++++ Material supplied ++++
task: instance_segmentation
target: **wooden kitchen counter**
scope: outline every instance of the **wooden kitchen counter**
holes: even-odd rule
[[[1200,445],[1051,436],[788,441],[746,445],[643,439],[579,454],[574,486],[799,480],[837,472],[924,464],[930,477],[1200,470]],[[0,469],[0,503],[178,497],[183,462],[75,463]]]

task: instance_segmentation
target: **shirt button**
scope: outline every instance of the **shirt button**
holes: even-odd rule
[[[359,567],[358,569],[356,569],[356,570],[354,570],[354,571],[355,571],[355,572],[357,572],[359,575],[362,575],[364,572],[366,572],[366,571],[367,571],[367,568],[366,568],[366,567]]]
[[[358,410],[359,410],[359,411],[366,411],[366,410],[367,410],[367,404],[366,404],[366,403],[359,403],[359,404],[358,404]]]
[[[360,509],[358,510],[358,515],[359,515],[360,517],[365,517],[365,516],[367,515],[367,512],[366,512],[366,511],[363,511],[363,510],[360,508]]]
++++
++++ Material supplied ++++
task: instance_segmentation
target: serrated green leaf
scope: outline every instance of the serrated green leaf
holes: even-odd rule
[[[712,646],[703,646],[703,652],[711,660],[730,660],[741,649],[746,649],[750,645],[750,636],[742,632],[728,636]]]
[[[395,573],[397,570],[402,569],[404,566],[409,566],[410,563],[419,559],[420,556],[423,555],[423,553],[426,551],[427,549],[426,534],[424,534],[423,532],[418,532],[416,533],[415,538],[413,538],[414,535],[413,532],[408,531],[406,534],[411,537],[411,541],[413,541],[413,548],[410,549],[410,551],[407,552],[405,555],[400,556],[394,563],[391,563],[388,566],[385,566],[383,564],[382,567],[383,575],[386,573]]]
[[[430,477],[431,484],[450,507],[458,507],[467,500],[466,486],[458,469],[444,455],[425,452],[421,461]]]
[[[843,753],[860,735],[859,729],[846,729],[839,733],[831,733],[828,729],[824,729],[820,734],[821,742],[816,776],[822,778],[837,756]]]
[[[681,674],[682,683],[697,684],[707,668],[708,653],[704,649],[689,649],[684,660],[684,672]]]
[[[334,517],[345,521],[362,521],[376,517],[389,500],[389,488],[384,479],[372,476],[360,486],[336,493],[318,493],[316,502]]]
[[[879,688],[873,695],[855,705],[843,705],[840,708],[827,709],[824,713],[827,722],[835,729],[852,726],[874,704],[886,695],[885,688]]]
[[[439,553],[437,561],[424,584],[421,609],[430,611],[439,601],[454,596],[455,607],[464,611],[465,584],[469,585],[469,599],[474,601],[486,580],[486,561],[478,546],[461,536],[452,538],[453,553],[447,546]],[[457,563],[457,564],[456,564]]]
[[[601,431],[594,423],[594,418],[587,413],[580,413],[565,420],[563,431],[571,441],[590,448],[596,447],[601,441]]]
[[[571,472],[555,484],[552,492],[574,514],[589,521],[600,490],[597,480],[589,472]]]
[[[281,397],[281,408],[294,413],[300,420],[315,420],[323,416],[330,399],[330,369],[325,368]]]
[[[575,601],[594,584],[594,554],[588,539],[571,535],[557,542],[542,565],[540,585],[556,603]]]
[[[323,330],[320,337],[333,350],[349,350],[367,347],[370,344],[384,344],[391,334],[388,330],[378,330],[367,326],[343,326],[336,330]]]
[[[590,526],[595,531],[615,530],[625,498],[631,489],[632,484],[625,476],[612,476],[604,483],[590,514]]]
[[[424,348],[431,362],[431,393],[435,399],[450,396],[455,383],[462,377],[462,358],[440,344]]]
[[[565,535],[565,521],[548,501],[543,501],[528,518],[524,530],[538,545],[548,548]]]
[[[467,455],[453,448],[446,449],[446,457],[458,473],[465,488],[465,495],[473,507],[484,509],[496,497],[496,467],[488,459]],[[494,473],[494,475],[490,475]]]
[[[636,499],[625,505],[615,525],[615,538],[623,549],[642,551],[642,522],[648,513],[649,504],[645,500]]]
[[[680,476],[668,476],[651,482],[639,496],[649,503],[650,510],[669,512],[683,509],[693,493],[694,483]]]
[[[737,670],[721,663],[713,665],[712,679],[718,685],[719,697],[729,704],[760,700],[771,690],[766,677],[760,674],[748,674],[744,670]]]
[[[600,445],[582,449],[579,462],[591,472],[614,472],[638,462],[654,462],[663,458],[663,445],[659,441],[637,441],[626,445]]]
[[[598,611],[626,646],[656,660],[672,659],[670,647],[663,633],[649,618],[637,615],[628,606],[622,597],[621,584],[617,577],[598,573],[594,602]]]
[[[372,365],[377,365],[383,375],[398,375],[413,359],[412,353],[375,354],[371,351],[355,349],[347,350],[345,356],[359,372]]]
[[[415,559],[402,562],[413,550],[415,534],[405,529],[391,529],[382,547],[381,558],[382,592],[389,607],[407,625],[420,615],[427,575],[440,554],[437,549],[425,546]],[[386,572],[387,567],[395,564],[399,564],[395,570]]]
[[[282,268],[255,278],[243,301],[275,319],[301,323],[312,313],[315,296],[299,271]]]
++++
Above are records; repeat only the lines starting at the line with "target: **wooden kitchen counter**" and ending at the line with "scope: outline every instance of the **shirt", exactly as they appear, both included.

**Reply to the task**
target: **wooden kitchen counter**
scope: outline every instance of the **wooden kitchen counter**
holes: even-odd rule
[[[1200,445],[1051,436],[788,441],[746,445],[643,439],[579,454],[574,486],[799,480],[837,472],[924,464],[930,477],[1200,470]],[[0,469],[0,503],[178,497],[183,462],[75,463]]]

task: instance_segmentation
target: **shirt button**
scope: outline every instance of the **shirt button**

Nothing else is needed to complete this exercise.